Memorial Sloan-Kettering researchers have pioneered prediction tools to assess disease risk and survival rates following surgery to remove colorectal cancer. These mathematical models, which are available online, are proving to be more accurate than traditional colorectal cancer staging methods.
Patients and physicians can use these prediction tools, known as nomograms, to help make treatment decisions, and researchers can use them to help plan clinical trials. A new nomogram, now available on Memorial Sloan-Kettering’s website, predicts a patient’s chance of survival – given in a percentage – five years after surgical removal of all cancerous tissue.
“As our therapeutic options have expanded, we need more-accurate predictions of disease survival and recurrence in order to make better decisions about treatment and long-term follow-up,” says Memorial Sloan-Kettering surgical oncologist Martin R. Weiser, who has led the effort to build colorectal cancer prediction tools. “Creating these new models enables us to address the distinct needs of every patient.”
Limitations of Traditional Colorectal Cancer Staging
The traditional approach to evaluating colorectal cancer risk, developed by the American Joint Committee on Cancer (AJCC), stages colorectal cancer based on minimal information about the tumor — specifically, three anatomical details regarding how much the cancer has grown and spread. The staging system is called TNM because it uses information about the tumor, lymph nodes, and metastasis (if the cancer has spread).
The TNM model categorizes cancer into one of four main stages, each of which is associated with a range of likely survival five years after surgery. In 2009, the AJCC divided TNM’s four stages into substages by incorporating more tumor characteristics.
The TNM model has shortcomings, Dr. Weiser explains. The outlook for different patients within the same overall stage can vary significantly. And although the addition of the substages improved the accuracy of prognosis within each stage, the clear order of the stages was lost — for example, some TNM stage III patients now have better survival rates than certain stage II patients.
“The AJCC’s increased number of categories has become confusing and often counterintuitive,” Dr. Weiser says. “We decided what was needed are predictive models that do away with all the groupings and instead produce for each patient an absolute number — a percentage showing the likelihood of remaining disease-free or surviving a certain number of years.”
More Data and Better Results
Memorial Sloan-Kettering’s nomograms build on the TNM system, supplementing it with routinely available data such as the patient’s sex and age, how much the tumor resembles its tissue of origin – known as tumor differentiation – and whether tumor cells were found in or around surrounding lymph nodes, blood vessels, and nerves.
“The additional information gives our models a great deal of predictive power,” Dr. Weiser says. “And people easily grasp percentages, which makes it easier for patients and physicians to discuss treatment options.”
An earlier nomogram, which is also available online, predicts the probability of being disease-free five to ten years after surgery. The newer nomogram predicts a person’s chances of survival five years after surgery.
The researchers validated the newer nomogram’s accuracy by applying it to more than 125,000 colorectal cancer cases recorded in a government database. In December 2011, the researchers reported in the Journal of Clinical Oncology that the nomogram’s predictive power surpassed the TNM model when applied to the same database.
“I think this nomogram will more likely be seen as a valuable add-on that we offer here, rather than a complete replacement for traditional staging,” Dr. Weiser says. He explains that the nomogram will probably have the greatest impact on whether to use chemotherapy following surgery.
But the nomogram also could enable researchers to conduct clinical trials with fewer people, since more precisely defined risk groups make it possible to test a treatment’s effectiveness in a smaller population.
Dr. Weiser says the next step will be to incorporate molecular and genetic information into the prediction tools — much of it uncovered through research at Memorial Sloan-Kettering. “The biology of this cancer is much more complex than we imagined, so adding these new variables will be essential to refining these tools to make them as accurate as possible,” he explains.

ENTRIES SHOWN:
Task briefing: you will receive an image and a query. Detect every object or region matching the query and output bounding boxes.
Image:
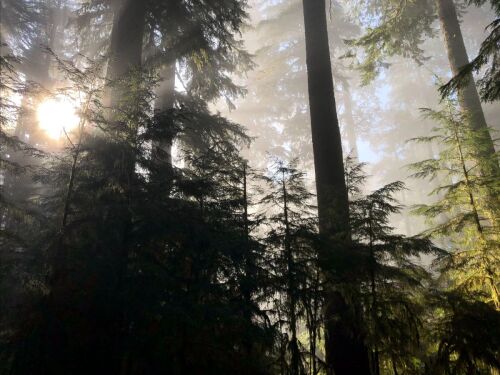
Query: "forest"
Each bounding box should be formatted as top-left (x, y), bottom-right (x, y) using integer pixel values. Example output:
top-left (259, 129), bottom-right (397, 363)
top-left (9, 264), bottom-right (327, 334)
top-left (0, 0), bottom-right (500, 375)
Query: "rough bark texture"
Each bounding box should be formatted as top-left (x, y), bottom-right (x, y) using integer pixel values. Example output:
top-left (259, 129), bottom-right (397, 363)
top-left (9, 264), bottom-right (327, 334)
top-left (152, 61), bottom-right (175, 184)
top-left (106, 0), bottom-right (146, 106)
top-left (436, 0), bottom-right (495, 155)
top-left (303, 0), bottom-right (370, 375)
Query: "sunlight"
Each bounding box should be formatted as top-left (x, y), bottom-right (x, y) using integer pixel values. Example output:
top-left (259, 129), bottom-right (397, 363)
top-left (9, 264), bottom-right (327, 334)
top-left (37, 97), bottom-right (80, 139)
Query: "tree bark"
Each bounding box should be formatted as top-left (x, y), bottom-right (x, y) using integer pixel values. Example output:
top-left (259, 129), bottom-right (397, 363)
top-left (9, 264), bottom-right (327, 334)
top-left (105, 0), bottom-right (146, 106)
top-left (302, 0), bottom-right (370, 375)
top-left (436, 0), bottom-right (498, 162)
top-left (342, 80), bottom-right (359, 160)
top-left (152, 59), bottom-right (175, 187)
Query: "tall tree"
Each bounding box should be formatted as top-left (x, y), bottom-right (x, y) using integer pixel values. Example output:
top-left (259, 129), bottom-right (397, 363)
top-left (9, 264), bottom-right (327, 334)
top-left (350, 0), bottom-right (499, 174)
top-left (303, 0), bottom-right (370, 375)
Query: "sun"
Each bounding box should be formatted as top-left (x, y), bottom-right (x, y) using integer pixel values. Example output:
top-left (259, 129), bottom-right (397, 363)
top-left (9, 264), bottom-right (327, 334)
top-left (37, 97), bottom-right (80, 139)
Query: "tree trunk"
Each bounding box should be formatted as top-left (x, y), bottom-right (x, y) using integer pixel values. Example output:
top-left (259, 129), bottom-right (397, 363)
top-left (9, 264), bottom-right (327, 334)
top-left (342, 80), bottom-right (359, 160)
top-left (152, 59), bottom-right (175, 187)
top-left (436, 0), bottom-right (498, 164)
top-left (105, 0), bottom-right (146, 106)
top-left (303, 0), bottom-right (370, 375)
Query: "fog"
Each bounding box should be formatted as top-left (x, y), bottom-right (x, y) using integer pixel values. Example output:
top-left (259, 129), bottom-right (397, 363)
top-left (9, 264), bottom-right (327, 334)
top-left (0, 0), bottom-right (500, 375)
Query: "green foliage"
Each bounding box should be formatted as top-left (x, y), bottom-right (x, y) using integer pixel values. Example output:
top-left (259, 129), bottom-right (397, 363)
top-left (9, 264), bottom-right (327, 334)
top-left (439, 0), bottom-right (500, 102)
top-left (261, 160), bottom-right (322, 375)
top-left (345, 158), bottom-right (441, 373)
top-left (347, 0), bottom-right (436, 85)
top-left (410, 103), bottom-right (500, 308)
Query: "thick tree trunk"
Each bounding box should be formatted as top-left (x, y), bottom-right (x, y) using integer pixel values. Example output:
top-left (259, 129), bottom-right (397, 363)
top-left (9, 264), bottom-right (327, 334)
top-left (105, 0), bottom-right (146, 106)
top-left (303, 0), bottom-right (370, 375)
top-left (342, 80), bottom-right (359, 160)
top-left (436, 0), bottom-right (498, 161)
top-left (152, 60), bottom-right (175, 187)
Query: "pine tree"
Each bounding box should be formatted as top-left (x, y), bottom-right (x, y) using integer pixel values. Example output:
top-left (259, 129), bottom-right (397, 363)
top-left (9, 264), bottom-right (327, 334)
top-left (303, 0), bottom-right (369, 375)
top-left (262, 160), bottom-right (318, 375)
top-left (346, 157), bottom-right (443, 374)
top-left (411, 102), bottom-right (500, 309)
top-left (350, 0), bottom-right (499, 175)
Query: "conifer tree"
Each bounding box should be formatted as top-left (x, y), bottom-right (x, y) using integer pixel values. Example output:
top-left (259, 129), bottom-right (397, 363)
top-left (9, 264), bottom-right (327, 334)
top-left (262, 160), bottom-right (318, 375)
top-left (410, 101), bottom-right (500, 309)
top-left (346, 157), bottom-right (443, 374)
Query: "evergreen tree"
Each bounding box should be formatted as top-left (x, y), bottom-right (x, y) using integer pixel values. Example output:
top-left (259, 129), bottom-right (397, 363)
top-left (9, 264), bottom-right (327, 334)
top-left (411, 102), bottom-right (500, 309)
top-left (303, 0), bottom-right (369, 375)
top-left (262, 160), bottom-right (321, 375)
top-left (346, 158), bottom-right (443, 374)
top-left (351, 0), bottom-right (498, 175)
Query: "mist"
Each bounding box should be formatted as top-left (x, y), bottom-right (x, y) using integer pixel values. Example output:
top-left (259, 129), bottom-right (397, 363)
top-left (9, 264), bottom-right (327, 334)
top-left (0, 0), bottom-right (500, 375)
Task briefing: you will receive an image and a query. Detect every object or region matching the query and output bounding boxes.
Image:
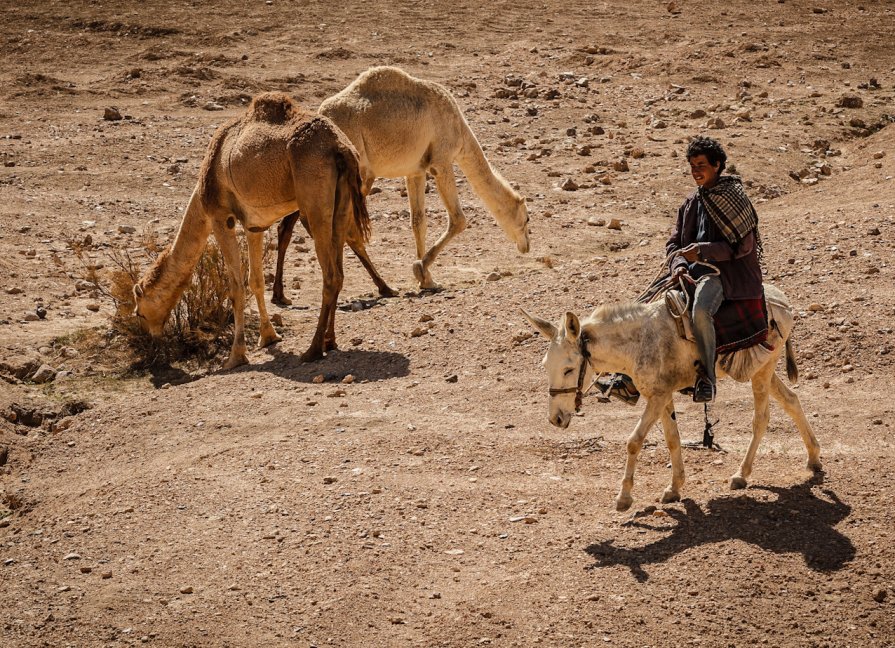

THINGS TO DO:
A - Reproduce the passage of the nomogram article that begins at the words "The researchers validated" and stops after the words "the same database.".
B - According to the nomogram article, what kinds of information does the TNM staging system use to stage colorectal cancer? List all of them.
Rely only on the nomogram article, not on the records or outside knowledge.

TASK ANSWERS:
A -
The researchers validated the newer nomogram’s accuracy by applying it to more than 125,000 colorectal cancer cases recorded in a government database. In December 2011, the researchers reported in the Journal of Clinical Oncology that the nomogram’s predictive power surpassed the TNM model when applied to the same database.

B -
- Tumor
- Lymph nodes
- Metastasis (if the cancer has spread)